### 記述問題 1
提示文で、おすすめの本として選ばれているのはいつ読んだ本ですか。

.....

どんなに苦しくて辛くともお腹は減る。そして、満腹になると苦しさが多少は和らんだりする。生きることに悩んだとき、「食べること」を考え直すと見えてくるものもあるのではないか。

2021年11月に読んだ本の中で、おすすめしたい本を選んでみた。
誰かの選書のヒントになれば嬉しい。

おいしいもので できている|稲田俊輔

食へのこだわりや食に関する細かすぎる描写が続く。良い意味で変態性を感じさせる偏愛に触れられる。

こんな文章を書けたら面白いだろうなと思った。著者が違和感を覚えたことを正直に書いているが、圧を感じる嫌な感じではなく、追及の結果だという清々しさがある。

トップクラスに面白く、こんなにお腹の減るエッセイは初めてだ。食後に読まないと集中できなかった。

生き物を殺して食べる|ルイーズ・グレイ

仰々しいタイトルだが、実際に生き物を殺すことで生命を維持しているのが私たち人間だ。動物だけではない、植物だって生きている。

.....

### 記述問題 2
記録の中から、"blue" という文字列を含む行をすべて集めてください。大文字と小文字は区別します。

.....

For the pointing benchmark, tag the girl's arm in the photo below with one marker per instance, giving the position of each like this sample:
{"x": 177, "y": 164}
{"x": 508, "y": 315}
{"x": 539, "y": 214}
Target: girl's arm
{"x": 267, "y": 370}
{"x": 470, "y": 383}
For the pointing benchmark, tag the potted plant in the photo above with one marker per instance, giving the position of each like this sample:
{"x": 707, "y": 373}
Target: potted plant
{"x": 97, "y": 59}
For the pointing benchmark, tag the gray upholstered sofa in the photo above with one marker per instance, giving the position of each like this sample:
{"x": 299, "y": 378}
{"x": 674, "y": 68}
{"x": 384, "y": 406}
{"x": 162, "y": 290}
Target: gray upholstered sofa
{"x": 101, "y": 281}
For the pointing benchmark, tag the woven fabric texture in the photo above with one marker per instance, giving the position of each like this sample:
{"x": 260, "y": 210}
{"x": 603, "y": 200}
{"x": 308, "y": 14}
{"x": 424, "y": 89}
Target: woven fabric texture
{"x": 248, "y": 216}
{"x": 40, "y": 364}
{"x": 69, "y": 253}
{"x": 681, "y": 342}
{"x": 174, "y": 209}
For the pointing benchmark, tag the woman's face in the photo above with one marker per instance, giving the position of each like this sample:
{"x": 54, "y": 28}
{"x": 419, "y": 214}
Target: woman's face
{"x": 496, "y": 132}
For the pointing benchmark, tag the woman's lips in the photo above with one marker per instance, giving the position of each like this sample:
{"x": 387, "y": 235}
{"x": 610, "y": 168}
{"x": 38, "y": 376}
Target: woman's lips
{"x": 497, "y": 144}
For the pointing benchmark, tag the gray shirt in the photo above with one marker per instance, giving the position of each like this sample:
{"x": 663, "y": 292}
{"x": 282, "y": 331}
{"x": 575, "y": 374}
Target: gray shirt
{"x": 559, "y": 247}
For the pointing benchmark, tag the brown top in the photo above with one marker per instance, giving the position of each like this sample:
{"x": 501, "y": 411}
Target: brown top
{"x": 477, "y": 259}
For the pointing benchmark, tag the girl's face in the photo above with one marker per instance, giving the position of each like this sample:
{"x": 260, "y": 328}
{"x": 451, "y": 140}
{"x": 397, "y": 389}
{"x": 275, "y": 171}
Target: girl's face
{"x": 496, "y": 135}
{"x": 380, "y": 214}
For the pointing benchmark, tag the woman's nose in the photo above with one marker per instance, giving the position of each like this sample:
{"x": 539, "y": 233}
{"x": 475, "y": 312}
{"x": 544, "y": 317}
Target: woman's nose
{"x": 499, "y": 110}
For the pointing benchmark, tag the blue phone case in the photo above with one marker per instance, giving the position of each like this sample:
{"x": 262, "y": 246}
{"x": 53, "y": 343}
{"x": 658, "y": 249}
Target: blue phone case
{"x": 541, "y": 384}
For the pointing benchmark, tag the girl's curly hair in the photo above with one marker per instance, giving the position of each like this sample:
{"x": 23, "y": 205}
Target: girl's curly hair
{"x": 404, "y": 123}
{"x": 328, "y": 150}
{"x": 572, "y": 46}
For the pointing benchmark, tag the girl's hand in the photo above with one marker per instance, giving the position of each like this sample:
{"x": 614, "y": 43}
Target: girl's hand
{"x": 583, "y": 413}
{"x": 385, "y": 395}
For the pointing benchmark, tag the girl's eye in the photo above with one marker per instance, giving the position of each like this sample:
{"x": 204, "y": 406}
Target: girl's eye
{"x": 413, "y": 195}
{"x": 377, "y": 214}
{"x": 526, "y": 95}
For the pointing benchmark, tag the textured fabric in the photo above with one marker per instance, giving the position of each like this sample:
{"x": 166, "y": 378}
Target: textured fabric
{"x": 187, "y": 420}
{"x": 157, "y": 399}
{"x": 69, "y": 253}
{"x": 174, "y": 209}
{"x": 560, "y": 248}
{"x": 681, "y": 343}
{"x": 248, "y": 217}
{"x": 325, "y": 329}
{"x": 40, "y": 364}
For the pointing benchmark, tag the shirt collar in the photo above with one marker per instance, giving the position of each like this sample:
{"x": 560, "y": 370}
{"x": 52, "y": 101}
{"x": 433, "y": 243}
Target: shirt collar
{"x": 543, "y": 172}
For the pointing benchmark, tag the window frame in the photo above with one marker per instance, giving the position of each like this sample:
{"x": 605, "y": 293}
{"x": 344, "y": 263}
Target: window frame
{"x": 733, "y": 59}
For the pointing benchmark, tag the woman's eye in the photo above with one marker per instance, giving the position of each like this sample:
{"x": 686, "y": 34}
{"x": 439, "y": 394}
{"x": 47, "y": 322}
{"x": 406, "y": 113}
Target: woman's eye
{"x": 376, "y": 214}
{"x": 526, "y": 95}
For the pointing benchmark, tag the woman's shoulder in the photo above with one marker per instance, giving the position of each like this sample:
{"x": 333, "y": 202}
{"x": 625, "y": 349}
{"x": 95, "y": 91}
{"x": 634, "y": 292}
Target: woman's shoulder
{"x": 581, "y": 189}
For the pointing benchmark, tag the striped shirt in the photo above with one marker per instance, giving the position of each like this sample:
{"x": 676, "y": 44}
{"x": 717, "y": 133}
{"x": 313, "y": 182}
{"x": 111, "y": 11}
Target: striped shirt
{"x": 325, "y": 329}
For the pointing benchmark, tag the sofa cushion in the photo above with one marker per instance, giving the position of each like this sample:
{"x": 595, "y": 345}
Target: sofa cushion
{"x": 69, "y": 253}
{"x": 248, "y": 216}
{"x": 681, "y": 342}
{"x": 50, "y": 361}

.....

### 作業結果 1
2021年11月に読んだ本です。

### 作業結果 2
For the pointing benchmark, tag the blue phone case in the photo above with one marker per instance, giving the position of each like this sample:
Target: blue phone case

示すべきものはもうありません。